→ **What this task involves**
Retype all of the material below line for line, without changing a single character.

→ **Listing**
━━━━━━

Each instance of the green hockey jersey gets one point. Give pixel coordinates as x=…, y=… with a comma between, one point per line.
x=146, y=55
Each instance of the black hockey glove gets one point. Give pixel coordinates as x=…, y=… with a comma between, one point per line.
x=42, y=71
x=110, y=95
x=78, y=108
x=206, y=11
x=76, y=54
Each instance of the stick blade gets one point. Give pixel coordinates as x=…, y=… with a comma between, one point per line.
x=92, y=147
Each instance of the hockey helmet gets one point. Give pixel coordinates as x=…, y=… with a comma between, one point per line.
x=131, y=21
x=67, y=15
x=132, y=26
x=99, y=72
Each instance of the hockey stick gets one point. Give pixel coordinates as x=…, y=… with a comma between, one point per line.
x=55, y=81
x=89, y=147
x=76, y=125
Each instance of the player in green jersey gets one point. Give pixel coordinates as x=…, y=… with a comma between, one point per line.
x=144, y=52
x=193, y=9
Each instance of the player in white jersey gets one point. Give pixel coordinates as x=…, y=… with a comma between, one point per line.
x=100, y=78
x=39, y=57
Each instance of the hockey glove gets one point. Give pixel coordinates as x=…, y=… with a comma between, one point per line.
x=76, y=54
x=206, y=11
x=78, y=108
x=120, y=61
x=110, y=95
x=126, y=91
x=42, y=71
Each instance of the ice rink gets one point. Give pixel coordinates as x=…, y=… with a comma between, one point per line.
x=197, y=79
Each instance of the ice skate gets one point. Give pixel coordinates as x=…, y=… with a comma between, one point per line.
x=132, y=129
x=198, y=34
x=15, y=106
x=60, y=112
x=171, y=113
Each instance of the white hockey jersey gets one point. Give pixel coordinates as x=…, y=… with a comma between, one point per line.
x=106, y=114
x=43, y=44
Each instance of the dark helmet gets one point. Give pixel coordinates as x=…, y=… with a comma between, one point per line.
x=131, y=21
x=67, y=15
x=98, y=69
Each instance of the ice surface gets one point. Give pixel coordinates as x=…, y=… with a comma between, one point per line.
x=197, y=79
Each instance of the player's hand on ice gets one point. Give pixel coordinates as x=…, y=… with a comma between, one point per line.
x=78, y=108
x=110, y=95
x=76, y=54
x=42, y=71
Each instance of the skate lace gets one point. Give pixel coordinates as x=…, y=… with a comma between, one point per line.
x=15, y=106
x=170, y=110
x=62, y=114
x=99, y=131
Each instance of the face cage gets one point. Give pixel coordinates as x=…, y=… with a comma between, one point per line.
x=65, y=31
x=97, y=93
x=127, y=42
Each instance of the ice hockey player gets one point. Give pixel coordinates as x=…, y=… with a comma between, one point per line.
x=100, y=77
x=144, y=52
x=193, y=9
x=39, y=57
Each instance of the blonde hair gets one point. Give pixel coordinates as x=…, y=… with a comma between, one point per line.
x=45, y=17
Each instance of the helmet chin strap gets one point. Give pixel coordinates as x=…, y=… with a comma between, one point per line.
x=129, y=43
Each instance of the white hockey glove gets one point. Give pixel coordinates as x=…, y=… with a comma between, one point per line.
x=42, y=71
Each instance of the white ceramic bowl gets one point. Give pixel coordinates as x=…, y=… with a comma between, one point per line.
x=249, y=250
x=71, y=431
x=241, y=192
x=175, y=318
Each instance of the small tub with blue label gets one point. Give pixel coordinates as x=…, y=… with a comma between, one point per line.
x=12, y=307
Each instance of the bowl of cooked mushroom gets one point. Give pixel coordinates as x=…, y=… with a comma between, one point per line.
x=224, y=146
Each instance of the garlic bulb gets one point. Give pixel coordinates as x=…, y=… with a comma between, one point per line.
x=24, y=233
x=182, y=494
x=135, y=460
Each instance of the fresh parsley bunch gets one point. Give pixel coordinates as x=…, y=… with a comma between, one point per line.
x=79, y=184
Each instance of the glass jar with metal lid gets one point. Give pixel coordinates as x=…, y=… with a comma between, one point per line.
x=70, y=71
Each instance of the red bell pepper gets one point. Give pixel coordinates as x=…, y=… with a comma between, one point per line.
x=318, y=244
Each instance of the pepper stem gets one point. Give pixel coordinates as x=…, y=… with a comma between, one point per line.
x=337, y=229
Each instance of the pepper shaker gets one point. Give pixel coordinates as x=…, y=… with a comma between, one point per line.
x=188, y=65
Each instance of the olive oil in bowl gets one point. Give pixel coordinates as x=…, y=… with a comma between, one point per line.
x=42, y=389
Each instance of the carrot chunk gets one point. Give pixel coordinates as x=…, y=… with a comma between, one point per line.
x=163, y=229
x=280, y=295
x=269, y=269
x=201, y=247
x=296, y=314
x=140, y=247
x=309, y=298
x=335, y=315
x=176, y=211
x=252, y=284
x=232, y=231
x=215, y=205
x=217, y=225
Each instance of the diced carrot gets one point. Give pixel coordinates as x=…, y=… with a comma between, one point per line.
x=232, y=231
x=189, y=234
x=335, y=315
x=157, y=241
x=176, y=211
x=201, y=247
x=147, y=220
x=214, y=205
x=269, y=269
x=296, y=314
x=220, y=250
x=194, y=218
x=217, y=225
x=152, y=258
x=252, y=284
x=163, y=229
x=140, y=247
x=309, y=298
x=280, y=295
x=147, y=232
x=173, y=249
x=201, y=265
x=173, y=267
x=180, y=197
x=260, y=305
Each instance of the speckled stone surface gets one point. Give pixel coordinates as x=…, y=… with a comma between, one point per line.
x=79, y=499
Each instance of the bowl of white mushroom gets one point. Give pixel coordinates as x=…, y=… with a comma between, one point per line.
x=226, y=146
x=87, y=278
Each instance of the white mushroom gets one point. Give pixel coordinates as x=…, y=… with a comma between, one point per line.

━━━━━━

→ **The solution**
Each instance of the green hockey jersey gets one point. Give pixel coordinates as x=…, y=… with a comma between, one point per line.
x=146, y=55
Each instance of the black hockey glove gets one point. Give pixel coordinates as x=…, y=… with a comma between, one point per line.
x=42, y=71
x=110, y=95
x=78, y=108
x=206, y=11
x=76, y=54
Each instance of the stick blade gets one point. Give pixel coordinates as x=…, y=… with a comma between, one point per line.
x=92, y=147
Each instance of the hockey helmet gets one point. Give pixel coordinates as x=…, y=… with a comma between, one point per line.
x=131, y=21
x=67, y=15
x=132, y=26
x=99, y=72
Each instance of the hockey stick gets one point. Give pixel coordinates as x=…, y=… with a comma between, one point per line.
x=55, y=81
x=89, y=147
x=76, y=125
Each instance of the player in green jersey gets one point. Give pixel coordinates as x=…, y=… with a comma between, one point per line.
x=144, y=52
x=193, y=9
Each instance of the player in white jersey gets one point. Give pixel coordinates as x=…, y=… with a comma between, one point per line.
x=100, y=78
x=39, y=57
Each instance of the hockey glove gets one point. Give pixel coordinates as x=…, y=… with a comma between, one point per line.
x=76, y=54
x=206, y=11
x=78, y=108
x=120, y=61
x=110, y=95
x=126, y=91
x=42, y=71
Each instance of the ice rink gets one point. Give pixel coordinates as x=…, y=… with a comma between, one point per line.
x=197, y=79
Each instance of the ice skate gets one point. Give pixel coordinates as x=…, y=… with a comma between, one point per line.
x=132, y=129
x=198, y=34
x=15, y=106
x=60, y=112
x=171, y=113
Each instance of the white hockey jersey gets one point. Give pixel coordinates as x=…, y=… with a comma between, one point per line.
x=106, y=114
x=43, y=44
Each instance of the dark helmet gets one point. Give pixel coordinates as x=…, y=… with a comma between, one point per line.
x=131, y=21
x=67, y=15
x=98, y=69
Each instance of the ice surface gets one point. Give pixel coordinates as x=…, y=… with a comma between, one point per line.
x=197, y=79
Each instance of the player's hand on ice gets one point. Give pixel coordinates as x=…, y=… with a comma between, one point per line.
x=78, y=108
x=110, y=95
x=76, y=54
x=42, y=71
Each instance of the skate lace gets one point. Give pixel coordinates as x=…, y=… with a comma between, one point per line.
x=15, y=106
x=170, y=110
x=62, y=114
x=99, y=131
Each instance of the face cage gets one point. Give pixel coordinates as x=…, y=… with a comma between, one point per line.
x=65, y=31
x=97, y=93
x=127, y=42
Each instance of the ice hockey player gets one point. Give pixel coordinates as x=…, y=… with a comma between, one point per line.
x=100, y=77
x=144, y=52
x=193, y=9
x=39, y=57
Each instance of the blonde hair gets one point. Give pixel coordinates as x=…, y=… with a comma between, one point per line.
x=45, y=17
Each instance of the helmet chin strap gets one point. Give pixel coordinates as x=…, y=… with a comma between, one point per line.
x=129, y=43
Each instance of the white hockey glove gets one point. Give pixel coordinates as x=…, y=… with a comma between, one point per line.
x=42, y=71
Each instance of the white ceramic bowl gets one point. Give pixel coordinates as x=…, y=… with a comma between, one point per line.
x=249, y=250
x=71, y=431
x=241, y=192
x=175, y=318
Each instance of the small tub with blue label gets one point. Give pixel coordinates as x=…, y=… with a comma between, one point per line.
x=12, y=307
Each instance of the bowl of cooked mushroom gets one point. Give pixel coordinates as x=…, y=… with a comma between, one point per line.
x=224, y=146
Each instance of the garlic bulb gets one point. Give pixel coordinates as x=…, y=… with a comma between, one point per line.
x=24, y=233
x=182, y=494
x=135, y=460
Each instance of the fresh parsley bunch gets one point. Give pixel coordinates as x=…, y=… with a comma between, one point per line.
x=79, y=184
Each instance of the glass jar with metal lid gets one point. Give pixel coordinates as x=…, y=… with a comma between, one point per line.
x=70, y=71
Each instance of the red bell pepper gets one point. Give pixel coordinates as x=…, y=… with a comma between, one point per line.
x=318, y=244
Each instance of the pepper stem gets one point. Give pixel coordinates as x=…, y=… with a comma between, one point per line.
x=337, y=229
Each instance of the pepper shaker gets one point. Give pixel coordinates as x=…, y=… with a comma between, one point per line.
x=188, y=65
Each instance of the olive oil in bowl gets one point. Give pixel coordinates as x=…, y=… with a comma between, one point per line.
x=42, y=389
Each instance of the carrot chunk gets one point. Give pixel coordinates as x=…, y=… with a comma between, one point per line.
x=163, y=229
x=280, y=295
x=269, y=269
x=201, y=247
x=296, y=314
x=140, y=247
x=309, y=298
x=335, y=315
x=176, y=211
x=252, y=284
x=232, y=231
x=215, y=205
x=217, y=225
Each instance of the diced carrot gets one point. Give pixel coordinates as x=…, y=… with a comma between, one point per line.
x=232, y=231
x=189, y=234
x=335, y=315
x=157, y=241
x=176, y=211
x=201, y=247
x=147, y=220
x=214, y=205
x=269, y=269
x=296, y=314
x=220, y=250
x=194, y=218
x=217, y=225
x=152, y=258
x=252, y=284
x=163, y=229
x=140, y=247
x=309, y=298
x=280, y=295
x=147, y=232
x=173, y=249
x=201, y=265
x=173, y=267
x=180, y=197
x=260, y=305
Each instance of the speckled stone surface gets one point. Give pixel coordinates as x=…, y=… with a comma between, one point per line.
x=79, y=499
Each instance of the bowl of white mushroom gets one point. Give pixel coordinates as x=…, y=… with a comma between, one point per line.
x=226, y=146
x=87, y=278
Each instance of the white mushroom gets one point. Give pixel coordinates as x=…, y=… with a comma between, one point per line.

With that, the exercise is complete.